§ Work order
Continue the commentary on whether inflation is "unchecked," starting after its final sentence about investors unloading Treasury securities.

==== Reading passage ====

The Corner

The Economy

Inflation ‘Unchecked’?

July 19, 2021:

President Biden: There’s nobody suggesting there’s unchecked inflation on the way — no serious economist. . . . That’s totally different.

November 8, 2021 (via the Associated Press):

Inflation at the wholesale level rose 8.6% last month from a year earlier, matching September’s record annual gain and offering more evidence that inflationary pressures are not yet easing.

(h/t: Jim Geraghty)

November 10, 2021 (Phil Klein)

The staggering 6.2 percent rise in inflation in October not only represented the highest level in nearly 31 years . . .

Though inflation has been rising for months, in many of the previous reports, the spikes were driven primarily by rising prices for used cars. This time, the Bureau of Labor Statistics notes that, “the increase was broad-based, with increases in the indexes for energy, shelter, food, used cars and trucks, and new vehicles among the larger contributors.”

Energy, overall, rose 30 percent on an unadjusted twelve-month basis, with gasoline and fuel oil soaring nearly 50 percent.

The word “unchecked,” like the word “transitory,” may have to do a great deal of work in the near future.

And while nothing too much should be read into any one day’s move in the markets, it was interesting to read this in the Financial Times:

Investors unloaded Treasury securities across a range of maturities, including the 30-year “long bond”.

==== Data for analysis ====

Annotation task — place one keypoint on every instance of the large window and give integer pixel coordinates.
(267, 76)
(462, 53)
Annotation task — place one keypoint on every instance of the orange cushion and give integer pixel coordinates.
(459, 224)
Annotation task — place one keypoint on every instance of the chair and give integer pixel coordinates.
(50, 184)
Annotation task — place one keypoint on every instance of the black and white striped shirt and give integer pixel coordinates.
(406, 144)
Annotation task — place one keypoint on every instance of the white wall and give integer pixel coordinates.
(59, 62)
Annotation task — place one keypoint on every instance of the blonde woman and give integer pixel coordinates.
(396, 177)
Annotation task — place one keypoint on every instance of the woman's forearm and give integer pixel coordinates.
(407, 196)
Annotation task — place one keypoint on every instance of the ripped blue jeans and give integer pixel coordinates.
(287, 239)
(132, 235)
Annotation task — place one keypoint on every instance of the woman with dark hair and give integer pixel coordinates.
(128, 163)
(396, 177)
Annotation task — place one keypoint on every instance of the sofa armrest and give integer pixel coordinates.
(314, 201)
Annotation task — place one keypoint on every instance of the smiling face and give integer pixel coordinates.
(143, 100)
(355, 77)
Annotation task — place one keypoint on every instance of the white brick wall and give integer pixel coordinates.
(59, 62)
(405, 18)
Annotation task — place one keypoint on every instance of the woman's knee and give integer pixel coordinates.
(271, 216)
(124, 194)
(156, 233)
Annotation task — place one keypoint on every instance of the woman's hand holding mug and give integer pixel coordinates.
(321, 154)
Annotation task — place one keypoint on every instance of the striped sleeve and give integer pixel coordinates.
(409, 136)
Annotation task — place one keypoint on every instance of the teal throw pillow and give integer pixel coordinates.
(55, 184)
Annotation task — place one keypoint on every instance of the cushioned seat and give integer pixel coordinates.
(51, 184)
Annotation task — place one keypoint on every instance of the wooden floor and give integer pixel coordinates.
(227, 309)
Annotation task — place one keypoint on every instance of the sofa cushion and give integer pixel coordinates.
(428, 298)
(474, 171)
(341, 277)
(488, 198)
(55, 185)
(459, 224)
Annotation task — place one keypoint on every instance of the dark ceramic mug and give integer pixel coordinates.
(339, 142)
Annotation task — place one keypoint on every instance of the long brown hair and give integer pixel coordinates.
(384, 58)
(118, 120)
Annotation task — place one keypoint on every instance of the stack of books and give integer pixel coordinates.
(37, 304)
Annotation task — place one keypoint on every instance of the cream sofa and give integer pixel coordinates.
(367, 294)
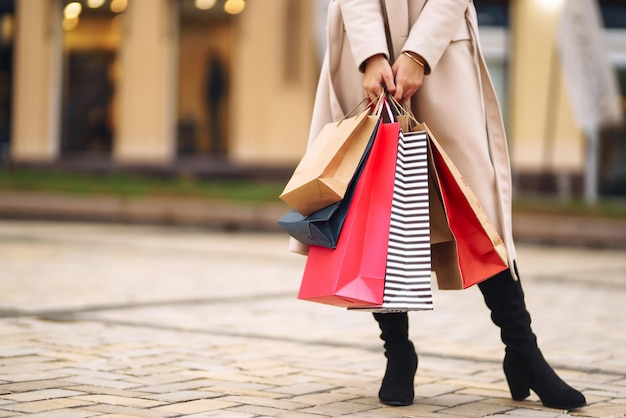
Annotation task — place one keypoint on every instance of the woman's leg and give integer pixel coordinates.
(524, 365)
(397, 385)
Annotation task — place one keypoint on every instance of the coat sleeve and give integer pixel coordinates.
(365, 29)
(438, 24)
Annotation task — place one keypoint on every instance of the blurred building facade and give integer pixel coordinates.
(154, 82)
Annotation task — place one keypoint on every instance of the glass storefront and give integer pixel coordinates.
(92, 36)
(205, 48)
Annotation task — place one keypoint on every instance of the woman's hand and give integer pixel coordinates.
(378, 75)
(408, 75)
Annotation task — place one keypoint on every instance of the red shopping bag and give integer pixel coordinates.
(353, 274)
(467, 247)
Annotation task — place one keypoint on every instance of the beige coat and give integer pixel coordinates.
(457, 100)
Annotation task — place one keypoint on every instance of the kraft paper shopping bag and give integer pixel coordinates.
(466, 248)
(353, 274)
(324, 172)
(323, 226)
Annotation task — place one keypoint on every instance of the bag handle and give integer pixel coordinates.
(383, 9)
(368, 106)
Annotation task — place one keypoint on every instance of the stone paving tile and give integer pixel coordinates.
(189, 323)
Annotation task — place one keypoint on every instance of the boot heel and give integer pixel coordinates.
(519, 391)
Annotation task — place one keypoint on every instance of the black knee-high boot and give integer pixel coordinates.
(524, 365)
(397, 385)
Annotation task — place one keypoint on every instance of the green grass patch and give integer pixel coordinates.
(132, 185)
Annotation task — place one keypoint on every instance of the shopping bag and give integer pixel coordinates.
(324, 172)
(408, 266)
(466, 248)
(353, 274)
(323, 226)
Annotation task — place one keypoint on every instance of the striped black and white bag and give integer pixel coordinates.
(408, 269)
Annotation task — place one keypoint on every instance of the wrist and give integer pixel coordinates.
(416, 58)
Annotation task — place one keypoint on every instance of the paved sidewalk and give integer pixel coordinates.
(139, 321)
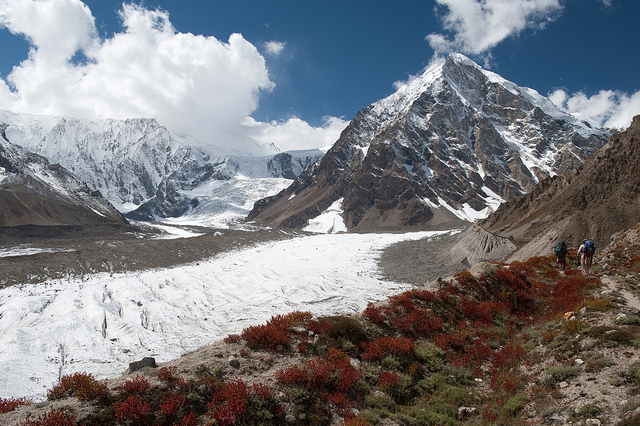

====

§ Response to this task
Yields on two-year Treasury notes, which are highly sensitive to interest rate expectations, rose by the most since market ructions during the height of the coronavirus crisis in March 2020. The yield increased 0.07 percentage points to 0.50 per cent, signalling a significant fall in price. Yields rise when a bond’s price declines.

The yield on the five-year note rose 0.11 percentage points to 1.19 per cent and the 10-year yield was up 0.1 percentage points to 1.55 per cent.

Longer-dated Treasuries, which provide a snapshot of investor expectations for economic growth and inflation further in future, initially saw a more measured sell-off. But their yields shot up after a lacklustre auction for new issues of 30-year bonds.

At midday on Wednesday the government sold $25bn of 30-year debt, but received weak demand from buyers. This was followed by an immediate sell-off in secondary markets, which pushed the yield on the long bond to a high of 1.96 per cent. Some of that move quickly reversed, though the yield remains 0.1 percentage points higher on the day at 1.92 per cent.

Looking at the absolute yields gives some sense of proportion, however. The numbers still seem (to me) extraordinarily low. They don’t reveal any real sense of panic. Far from it. While investors buy the long bond for any number of reasons (and holding to maturity is far from the only game in town), the fact that the U.S. can issue 30-year debt at a yield of under 2 percent seems (to me) remarkable.

In part (although only in part) such yields can be explained by the way that the price of money has been distorted by the Fed’s activities. That is an invitation to malinvestment in many, many areas, not least housing, a sector that is making its own contribution to inflation, as reflected in the rising cost of “shelter.”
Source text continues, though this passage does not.